* _Stated goal_:
Recast the material below as a Markdown table headed Row and Entry, with one numbered row per line and blank lines skipped. Omit the pictures.

* _Task data_:

** start **

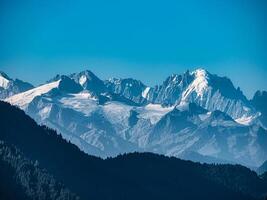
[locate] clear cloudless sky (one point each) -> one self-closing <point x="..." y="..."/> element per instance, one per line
<point x="143" y="39"/>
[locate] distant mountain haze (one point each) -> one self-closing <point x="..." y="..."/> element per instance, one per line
<point x="194" y="113"/>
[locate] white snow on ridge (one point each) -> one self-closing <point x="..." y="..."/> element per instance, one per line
<point x="82" y="102"/>
<point x="24" y="98"/>
<point x="145" y="92"/>
<point x="3" y="82"/>
<point x="154" y="112"/>
<point x="82" y="80"/>
<point x="199" y="85"/>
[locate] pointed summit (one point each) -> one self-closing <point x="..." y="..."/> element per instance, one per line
<point x="89" y="81"/>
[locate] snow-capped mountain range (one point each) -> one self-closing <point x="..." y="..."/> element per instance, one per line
<point x="9" y="87"/>
<point x="196" y="115"/>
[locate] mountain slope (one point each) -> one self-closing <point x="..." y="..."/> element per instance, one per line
<point x="133" y="176"/>
<point x="23" y="179"/>
<point x="9" y="87"/>
<point x="106" y="118"/>
<point x="259" y="101"/>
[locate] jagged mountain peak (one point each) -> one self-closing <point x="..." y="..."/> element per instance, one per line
<point x="89" y="81"/>
<point x="4" y="75"/>
<point x="9" y="87"/>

** end **

* _The output_:
| Row | Entry |
|---|---|
| 1 | [locate] clear cloudless sky (one point each) -> one self-closing <point x="..." y="..."/> element per instance, one per line |
| 2 | <point x="143" y="39"/> |
| 3 | [locate] distant mountain haze (one point each) -> one self-closing <point x="..." y="..."/> element per instance, one per line |
| 4 | <point x="194" y="113"/> |
| 5 | [locate] white snow on ridge (one point each) -> one self-closing <point x="..." y="..."/> element per instance, one per line |
| 6 | <point x="82" y="102"/> |
| 7 | <point x="24" y="98"/> |
| 8 | <point x="145" y="92"/> |
| 9 | <point x="3" y="82"/> |
| 10 | <point x="154" y="112"/> |
| 11 | <point x="82" y="80"/> |
| 12 | <point x="199" y="85"/> |
| 13 | [locate] pointed summit (one point each) -> one self-closing <point x="..." y="..."/> element per instance, one per line |
| 14 | <point x="89" y="81"/> |
| 15 | [locate] snow-capped mountain range (one point each) -> one self-closing <point x="..." y="..."/> element per instance, one per line |
| 16 | <point x="9" y="87"/> |
| 17 | <point x="196" y="115"/> |
| 18 | [locate] mountain slope (one point each) -> one self-closing <point x="..." y="..."/> element per instance, one per line |
| 19 | <point x="133" y="176"/> |
| 20 | <point x="23" y="179"/> |
| 21 | <point x="9" y="87"/> |
| 22 | <point x="106" y="118"/> |
| 23 | <point x="259" y="101"/> |
| 24 | [locate] jagged mountain peak (one point each) -> one self-closing <point x="..." y="..."/> element per instance, one per line |
| 25 | <point x="89" y="81"/> |
| 26 | <point x="4" y="75"/> |
| 27 | <point x="9" y="87"/> |